┌─ Data
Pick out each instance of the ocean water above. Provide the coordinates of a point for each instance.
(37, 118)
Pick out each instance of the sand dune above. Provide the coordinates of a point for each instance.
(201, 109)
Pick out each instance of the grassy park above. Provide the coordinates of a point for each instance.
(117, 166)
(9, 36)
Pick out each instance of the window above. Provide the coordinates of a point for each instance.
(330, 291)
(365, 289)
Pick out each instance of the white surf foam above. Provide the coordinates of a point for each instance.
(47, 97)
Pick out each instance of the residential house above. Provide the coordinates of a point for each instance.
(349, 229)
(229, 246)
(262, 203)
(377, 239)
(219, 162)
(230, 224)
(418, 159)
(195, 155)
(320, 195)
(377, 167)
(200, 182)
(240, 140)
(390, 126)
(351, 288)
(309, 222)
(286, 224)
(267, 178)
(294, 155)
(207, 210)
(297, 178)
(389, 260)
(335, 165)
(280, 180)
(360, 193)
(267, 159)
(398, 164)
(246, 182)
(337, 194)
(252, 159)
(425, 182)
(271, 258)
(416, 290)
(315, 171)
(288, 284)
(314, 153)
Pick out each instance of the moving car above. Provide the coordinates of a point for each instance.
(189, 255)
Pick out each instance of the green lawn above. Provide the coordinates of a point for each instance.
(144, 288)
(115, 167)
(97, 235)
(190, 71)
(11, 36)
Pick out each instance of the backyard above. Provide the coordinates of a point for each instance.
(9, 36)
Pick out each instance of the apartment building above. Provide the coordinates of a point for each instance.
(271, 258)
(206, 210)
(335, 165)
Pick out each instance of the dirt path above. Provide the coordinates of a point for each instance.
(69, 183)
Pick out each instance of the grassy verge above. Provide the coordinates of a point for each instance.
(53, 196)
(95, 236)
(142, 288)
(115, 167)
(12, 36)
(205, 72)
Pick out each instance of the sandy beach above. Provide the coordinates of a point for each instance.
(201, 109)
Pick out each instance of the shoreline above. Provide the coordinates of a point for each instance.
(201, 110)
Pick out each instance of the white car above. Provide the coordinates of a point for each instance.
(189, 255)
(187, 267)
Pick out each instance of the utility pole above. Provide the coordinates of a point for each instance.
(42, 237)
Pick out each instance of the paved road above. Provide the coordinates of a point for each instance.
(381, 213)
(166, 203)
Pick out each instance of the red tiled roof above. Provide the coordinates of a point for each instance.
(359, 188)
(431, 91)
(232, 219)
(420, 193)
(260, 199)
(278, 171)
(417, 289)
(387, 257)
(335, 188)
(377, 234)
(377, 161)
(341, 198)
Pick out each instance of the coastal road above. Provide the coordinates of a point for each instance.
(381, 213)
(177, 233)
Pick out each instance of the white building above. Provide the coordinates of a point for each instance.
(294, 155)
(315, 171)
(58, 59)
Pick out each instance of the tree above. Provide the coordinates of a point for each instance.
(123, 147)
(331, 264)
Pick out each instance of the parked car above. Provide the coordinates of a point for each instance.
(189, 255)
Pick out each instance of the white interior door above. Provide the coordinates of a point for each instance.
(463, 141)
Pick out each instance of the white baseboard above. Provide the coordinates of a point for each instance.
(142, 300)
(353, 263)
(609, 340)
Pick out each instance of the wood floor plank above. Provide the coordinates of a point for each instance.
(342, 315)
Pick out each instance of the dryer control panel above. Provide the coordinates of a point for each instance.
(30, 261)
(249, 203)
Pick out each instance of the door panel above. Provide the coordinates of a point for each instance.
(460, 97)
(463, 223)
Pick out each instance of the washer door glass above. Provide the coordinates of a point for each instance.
└─
▶ **Required action**:
Each record above should be transcribed exactly.

▶ **Result**:
Pick out each instance of the ocean water above. Provide the coordinates of a point for each instance.
(37, 118)
Pick out each instance of the sand dune above. Provide the coordinates of a point for each instance.
(201, 109)
Pick out each instance of the grassy park above. Provide the coordinates of a point for each instance.
(117, 166)
(9, 36)
Pick out each instance of the window above. Provide the coordinates of a point for each instance.
(330, 291)
(365, 289)
Pick out each instance of the white surf foam above. Provide the coordinates of a point for each instance.
(47, 97)
Pick out each instance of the residential house above. Provide the coordinates of a point for each instance.
(349, 229)
(229, 246)
(262, 203)
(377, 239)
(219, 162)
(230, 224)
(418, 159)
(195, 155)
(320, 195)
(377, 167)
(200, 182)
(240, 140)
(390, 126)
(351, 288)
(309, 222)
(286, 224)
(267, 178)
(294, 155)
(207, 210)
(297, 178)
(389, 260)
(335, 165)
(280, 180)
(360, 193)
(267, 159)
(398, 164)
(246, 182)
(337, 194)
(252, 159)
(425, 182)
(271, 258)
(416, 290)
(315, 171)
(288, 284)
(314, 153)
Pick out each instance of the moving car above. Provide the coordinates of a point for each instance.
(189, 255)
Pick out each instance of the green lawn above. Provide the coordinates of a point for each instance.
(144, 288)
(115, 167)
(97, 235)
(190, 71)
(11, 36)
Pick out each instance of the backyard above. Provide the coordinates of a point for each instance.
(9, 36)
Pick out each instance of the apartment building above. Provide the coordinates of a point for each instance.
(271, 258)
(206, 210)
(335, 165)
Pick out each instance of the dirt path above. Provide the coordinates of a point for each instance.
(69, 183)
Pick out each instance of the grassy verge above. Provide the coordinates of a point for each instance.
(53, 196)
(95, 236)
(142, 288)
(115, 167)
(12, 36)
(205, 72)
Pick out each instance of the sandy beach above. Provide the coordinates of a point for each instance.
(201, 109)
Pick out each instance of the shoreline above. Provide the coordinates of a point for each instance.
(201, 110)
Pick out each instance of the white car above. Provide the coordinates of a point for each instance.
(189, 255)
(187, 267)
Pick out each instance of the utility pole above. Provide the coordinates of a point for each instance.
(42, 237)
Pick out each instance of the paved road above. Provide the coordinates of a point for each instance.
(381, 213)
(166, 203)
Pick out each instance of the red tiled roof above. Provide the coordinates of a point for each instance.
(359, 188)
(431, 91)
(232, 219)
(420, 193)
(260, 199)
(278, 171)
(417, 289)
(387, 257)
(335, 188)
(377, 234)
(377, 161)
(341, 198)
Pick out each instance of the coastal road above. Provide the coordinates of a point for each instance.
(381, 213)
(177, 233)
Pick out each instance of the white building above. Provide the coordinates of a point for each instance.
(294, 155)
(315, 171)
(58, 59)
Pick out each instance of the tree above. Provide the coordinates of a point for each instance.
(123, 147)
(331, 264)
Pick out each instance of the parked car above. Provide the coordinates of a point for each instance.
(189, 255)
Pick out each instance of the white interior door above. Provide the coordinates of a point for each instance.
(463, 141)
Pick out each instance of the white baseboard above. Provide the coordinates of a point for each instance.
(142, 300)
(353, 263)
(609, 340)
Pick out each instance of the wood floor plank above. Provide the coordinates of a point for each instance.
(342, 315)
Pick out each instance of the dryer control panel above. Provide the coordinates of a point for each instance.
(30, 261)
(249, 203)
Pick out each instance of the door panel above. Provide the coordinates of a point for each instance.
(460, 97)
(463, 223)
Pick out each instance of the washer door glass above. Provide the coordinates of a point for each instance.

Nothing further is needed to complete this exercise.